Provided text.
•••••

This Sunday school lesson is designed for preschool and elementary students and can be taught in about 45 minutes. It teaches children about the importance of obeying God, and the consequences for disobedience.
The Bible lesson builds on prior knowledge gained from other lessons about obedience like the Abraham Bible story, or the story of Moses. It includes ideas for dramatizing the story, a memory verse, and guided discussion questions for life application.
Teaching the Sunday School Lesson
The story of Jonah can be found in the Bible in the book of Jonah. The main part of the story is covered in these chapters and verses: Jonah 1:1-17, 2:1-10, and 3:1-10. Here is an online version of the story geared toward preschoolers. Read aloud or play on the computer for the children; as an additional bonus, the online version is translated in Spanish and Amharic for multicultural students.
Here are some suggested ways to dramatize the Jonah-whale story to help the students with visualization and conceptual understanding.
- Use a sound machine or play sound effects of thunder and lightning to simulate a storm.
- Use a blanket on the floor as an imaginary boat, and let the children pretend to be in the storm with Jonah.
- Turn some or all of the lights out during the storm and again when Jonah is inside the fish.

•••••

Tasks for this exercise.
1) Which chapters and verses does the Jonah lesson text list as covering the main part of the story?
2) Repeat the passage of the Jonah lesson text between "Teaching the Sunday" and "storm with Jonah.", inclusive, word for word.

Record extracts.
•••••

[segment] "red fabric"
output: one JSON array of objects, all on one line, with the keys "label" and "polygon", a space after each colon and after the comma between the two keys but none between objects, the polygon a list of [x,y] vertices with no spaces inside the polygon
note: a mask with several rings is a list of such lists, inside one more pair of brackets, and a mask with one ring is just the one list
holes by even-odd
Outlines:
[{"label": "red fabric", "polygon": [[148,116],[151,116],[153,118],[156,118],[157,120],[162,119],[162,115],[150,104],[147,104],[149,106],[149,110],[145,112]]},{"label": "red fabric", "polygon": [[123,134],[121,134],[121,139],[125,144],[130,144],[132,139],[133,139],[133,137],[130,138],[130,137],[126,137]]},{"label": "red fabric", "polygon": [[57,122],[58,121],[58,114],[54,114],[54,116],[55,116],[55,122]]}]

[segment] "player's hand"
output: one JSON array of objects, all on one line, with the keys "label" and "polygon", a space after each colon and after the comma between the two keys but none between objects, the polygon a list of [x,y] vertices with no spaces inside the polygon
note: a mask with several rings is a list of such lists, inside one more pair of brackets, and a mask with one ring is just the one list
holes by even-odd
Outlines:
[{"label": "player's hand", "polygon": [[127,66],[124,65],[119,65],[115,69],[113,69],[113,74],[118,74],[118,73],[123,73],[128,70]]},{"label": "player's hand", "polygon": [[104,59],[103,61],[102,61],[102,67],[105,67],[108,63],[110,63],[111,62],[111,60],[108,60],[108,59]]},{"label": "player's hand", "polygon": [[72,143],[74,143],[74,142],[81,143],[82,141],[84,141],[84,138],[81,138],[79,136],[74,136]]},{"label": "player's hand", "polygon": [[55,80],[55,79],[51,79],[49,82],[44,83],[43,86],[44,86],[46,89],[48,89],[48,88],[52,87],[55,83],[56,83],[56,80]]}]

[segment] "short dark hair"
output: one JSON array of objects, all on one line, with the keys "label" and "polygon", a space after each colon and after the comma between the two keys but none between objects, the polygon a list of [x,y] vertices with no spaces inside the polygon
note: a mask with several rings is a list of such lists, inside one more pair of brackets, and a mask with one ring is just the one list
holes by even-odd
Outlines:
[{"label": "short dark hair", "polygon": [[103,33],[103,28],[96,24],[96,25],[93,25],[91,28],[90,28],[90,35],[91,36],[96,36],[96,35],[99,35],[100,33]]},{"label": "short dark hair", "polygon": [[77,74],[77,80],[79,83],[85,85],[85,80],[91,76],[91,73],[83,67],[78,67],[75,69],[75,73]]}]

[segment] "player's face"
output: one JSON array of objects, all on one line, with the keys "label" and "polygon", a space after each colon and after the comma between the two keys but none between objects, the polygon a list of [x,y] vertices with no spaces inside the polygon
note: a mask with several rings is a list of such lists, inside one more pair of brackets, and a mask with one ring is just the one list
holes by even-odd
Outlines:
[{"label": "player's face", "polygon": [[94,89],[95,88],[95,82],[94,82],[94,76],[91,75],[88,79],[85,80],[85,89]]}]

•••••

Expected results.
1) Jonah 1:1-17, 2:1-10, and 3:1-10.

2)
Teaching the Sunday School Lesson
The story of Jonah can be found in the Bible in the book of Jonah. The main part of the story is covered in these chapters and verses: Jonah 1:1-17, 2:1-10, and 3:1-10. Here is an online version of the story geared toward preschoolers. Read aloud or play on the computer for the children; as an additional bonus, the online version is translated in Spanish and Amharic for multicultural students.
Here are some suggested ways to dramatize the Jonah-whale story to help the students with visualization and conceptual understanding.
- Use a sound machine or play sound effects of thunder and lightning to simulate a storm.
- Use a blanket on the floor as an imaginary boat, and let the children pretend to be in the storm with Jonah.